For the first half of 2022 we do not expect to be bringing any lecturers into New Zealand from overseas although remain optimistic that this may change by the end of the year. However, we are still offering a full programme of eight lectures, and hope that we will be able to gather for them all at our venue. There will continue to be a mix of accredited The Arts Society lecturers from the UK (delivered by live broadcast) and a couple of New Zealand and Australian based lecturers – ideally with us in person. We hope that things will run smoothly but will be ready to adapt our programme arrangements if necessary. We will continue to deliver lectures directly to members at home if gathering restrictions require it.

NEDFAS Programme Details

The Nelson lectures are held at The Suter Theatre, Bridge St on a Wednesday with a 6.30pm start. The lectures are of one hour duration and are followed by a social time during which a glass of wine or juice and sandwiches are served. This provides an opportunity for members to meet the lecturer and other members.

Membership

For returning members, the annual subscription is $85 per person, or $155 for a couple living at the same address.
Please download and complete the 2022 NeDFAS Returning Membership Form

For new members, the annual subscription is $135 per person, or $245 for a couple living at the same address.

·····

OBJECTIVES:
(A) In the lecture programme notes, replace "sandwiches" with "biscuits" and write out everything from "The Nelson lectures" down to "or $155 for a couple living at the same address.".
(B) According to the lecture programme notes, on what day and at what time do the Nelson lectures start?

STORED ROWS:

·····

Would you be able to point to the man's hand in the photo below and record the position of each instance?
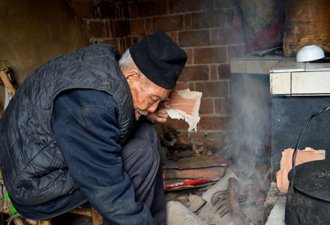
(160, 115)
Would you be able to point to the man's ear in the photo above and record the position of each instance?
(132, 75)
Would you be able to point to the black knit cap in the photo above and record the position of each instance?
(159, 58)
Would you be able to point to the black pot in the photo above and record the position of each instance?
(312, 192)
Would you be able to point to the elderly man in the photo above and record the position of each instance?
(68, 137)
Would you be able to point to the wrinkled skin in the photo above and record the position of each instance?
(146, 95)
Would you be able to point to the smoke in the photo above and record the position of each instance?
(251, 120)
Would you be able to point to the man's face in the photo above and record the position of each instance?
(146, 95)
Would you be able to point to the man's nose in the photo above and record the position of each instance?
(153, 108)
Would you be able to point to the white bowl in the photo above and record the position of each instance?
(310, 53)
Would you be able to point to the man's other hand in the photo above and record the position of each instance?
(160, 115)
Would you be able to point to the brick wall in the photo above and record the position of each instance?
(210, 31)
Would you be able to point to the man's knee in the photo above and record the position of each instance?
(145, 131)
(141, 153)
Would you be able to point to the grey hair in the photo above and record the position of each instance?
(125, 60)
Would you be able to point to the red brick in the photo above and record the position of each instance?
(208, 19)
(214, 37)
(82, 9)
(225, 4)
(98, 29)
(222, 106)
(122, 10)
(133, 10)
(171, 7)
(174, 37)
(137, 27)
(168, 23)
(192, 86)
(135, 40)
(148, 25)
(210, 55)
(213, 72)
(224, 72)
(194, 73)
(215, 135)
(141, 37)
(107, 10)
(214, 123)
(178, 124)
(181, 86)
(112, 42)
(119, 28)
(206, 106)
(152, 8)
(189, 56)
(197, 135)
(214, 142)
(187, 21)
(236, 51)
(213, 89)
(194, 38)
(183, 134)
(209, 4)
(231, 35)
(85, 24)
(128, 42)
(179, 6)
(230, 16)
(121, 45)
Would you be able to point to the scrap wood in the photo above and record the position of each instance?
(185, 105)
(1, 111)
(306, 155)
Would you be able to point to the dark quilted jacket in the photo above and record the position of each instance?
(33, 169)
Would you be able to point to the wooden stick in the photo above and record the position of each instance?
(8, 84)
(237, 216)
(1, 111)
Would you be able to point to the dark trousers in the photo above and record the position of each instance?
(141, 157)
(142, 161)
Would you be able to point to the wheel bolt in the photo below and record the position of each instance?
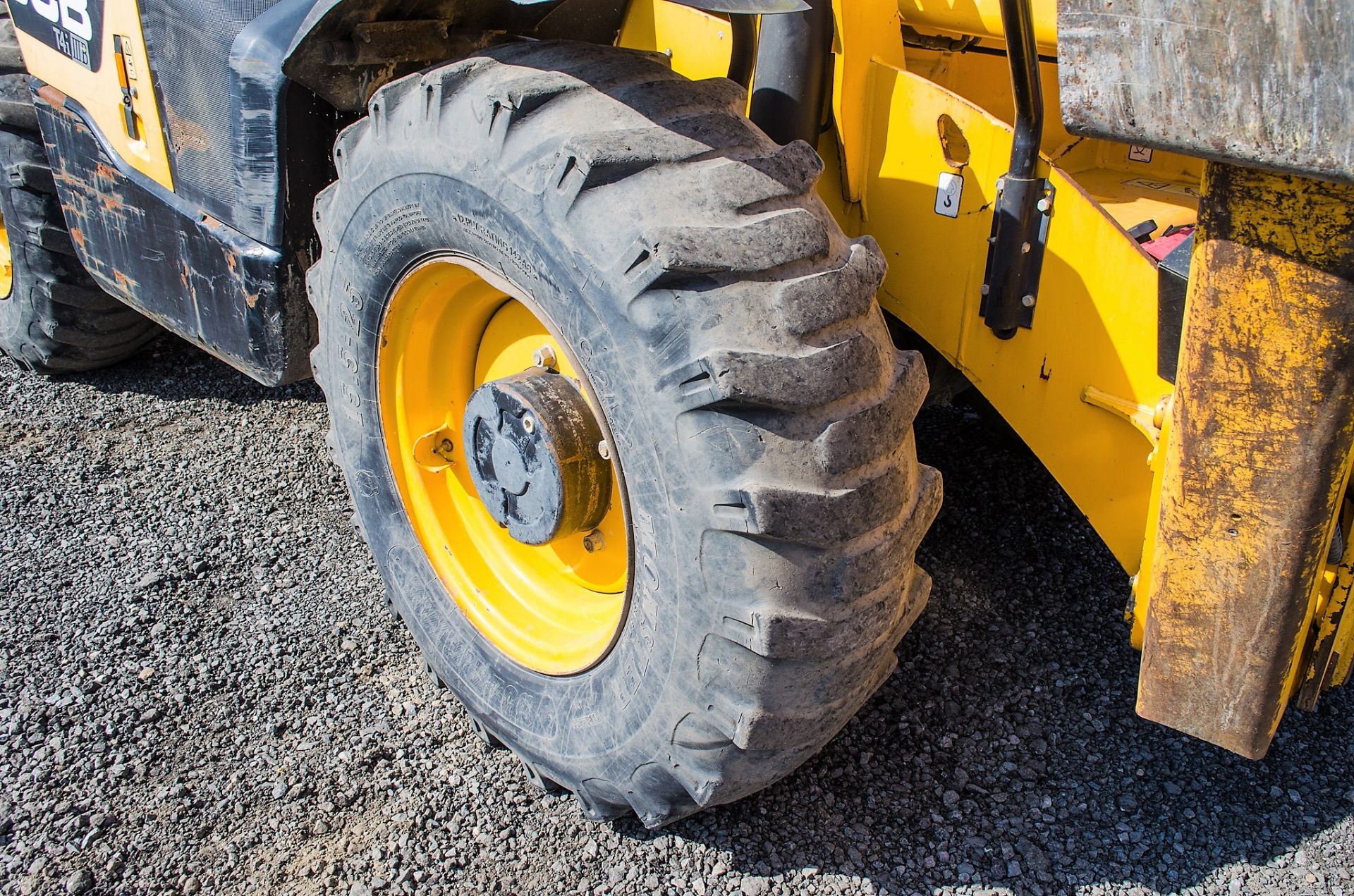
(543, 356)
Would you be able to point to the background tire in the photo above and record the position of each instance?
(54, 317)
(762, 415)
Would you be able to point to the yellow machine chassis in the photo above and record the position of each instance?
(1082, 388)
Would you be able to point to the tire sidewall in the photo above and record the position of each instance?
(600, 723)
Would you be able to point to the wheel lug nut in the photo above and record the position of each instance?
(543, 356)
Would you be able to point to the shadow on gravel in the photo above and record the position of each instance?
(175, 370)
(1005, 750)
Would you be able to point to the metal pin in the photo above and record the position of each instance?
(544, 356)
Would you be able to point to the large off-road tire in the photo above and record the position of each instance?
(759, 412)
(53, 317)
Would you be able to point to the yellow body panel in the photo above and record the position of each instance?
(978, 19)
(699, 44)
(1094, 325)
(101, 92)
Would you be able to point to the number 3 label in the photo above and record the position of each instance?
(949, 190)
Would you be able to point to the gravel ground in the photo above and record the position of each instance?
(202, 692)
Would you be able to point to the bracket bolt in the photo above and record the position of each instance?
(544, 356)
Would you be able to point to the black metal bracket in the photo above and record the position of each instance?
(1016, 253)
(1024, 202)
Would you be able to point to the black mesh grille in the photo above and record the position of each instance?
(190, 54)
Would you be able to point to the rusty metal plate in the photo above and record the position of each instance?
(1250, 82)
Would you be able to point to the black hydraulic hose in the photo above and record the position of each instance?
(791, 83)
(1018, 23)
(744, 57)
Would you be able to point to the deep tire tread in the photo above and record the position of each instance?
(831, 491)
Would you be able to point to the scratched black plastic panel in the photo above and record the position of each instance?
(233, 297)
(190, 44)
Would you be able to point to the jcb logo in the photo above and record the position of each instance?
(73, 27)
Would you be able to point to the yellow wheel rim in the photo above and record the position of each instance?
(450, 328)
(6, 262)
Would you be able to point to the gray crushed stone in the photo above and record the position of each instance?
(201, 692)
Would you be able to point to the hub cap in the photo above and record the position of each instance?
(523, 522)
(534, 456)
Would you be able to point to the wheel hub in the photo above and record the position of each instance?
(532, 444)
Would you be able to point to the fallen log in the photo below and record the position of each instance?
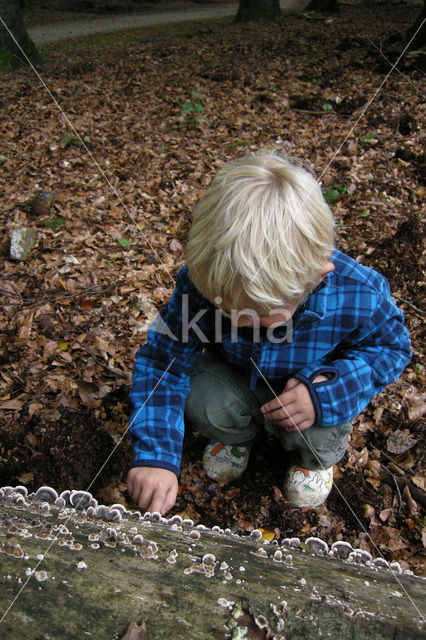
(70, 568)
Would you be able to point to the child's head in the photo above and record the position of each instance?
(261, 232)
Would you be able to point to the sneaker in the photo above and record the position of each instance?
(306, 488)
(225, 461)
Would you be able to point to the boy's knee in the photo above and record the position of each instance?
(218, 411)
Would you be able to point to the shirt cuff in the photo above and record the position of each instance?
(160, 464)
(332, 376)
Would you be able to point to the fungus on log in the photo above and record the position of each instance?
(89, 570)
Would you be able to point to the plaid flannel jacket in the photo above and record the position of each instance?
(349, 329)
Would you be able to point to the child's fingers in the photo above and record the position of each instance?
(278, 408)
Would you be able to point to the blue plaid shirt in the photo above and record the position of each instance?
(349, 329)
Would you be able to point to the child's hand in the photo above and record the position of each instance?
(152, 488)
(293, 408)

·····

ANSWERS TO THE EXERCISE:
(A)
The Nelson lectures are held at The Suter Theatre, Bridge St on a Wednesday with a 6.30pm start. The lectures are of one hour duration and are followed by a social time during which a glass of wine or juice and biscuits are served. This provides an opportunity for members to meet the lecturer and other members.

Membership

For returning members, the annual subscription is $85 per person, or $155 for a couple living at the same address.

(B) On a Wednesday at 6.30pm.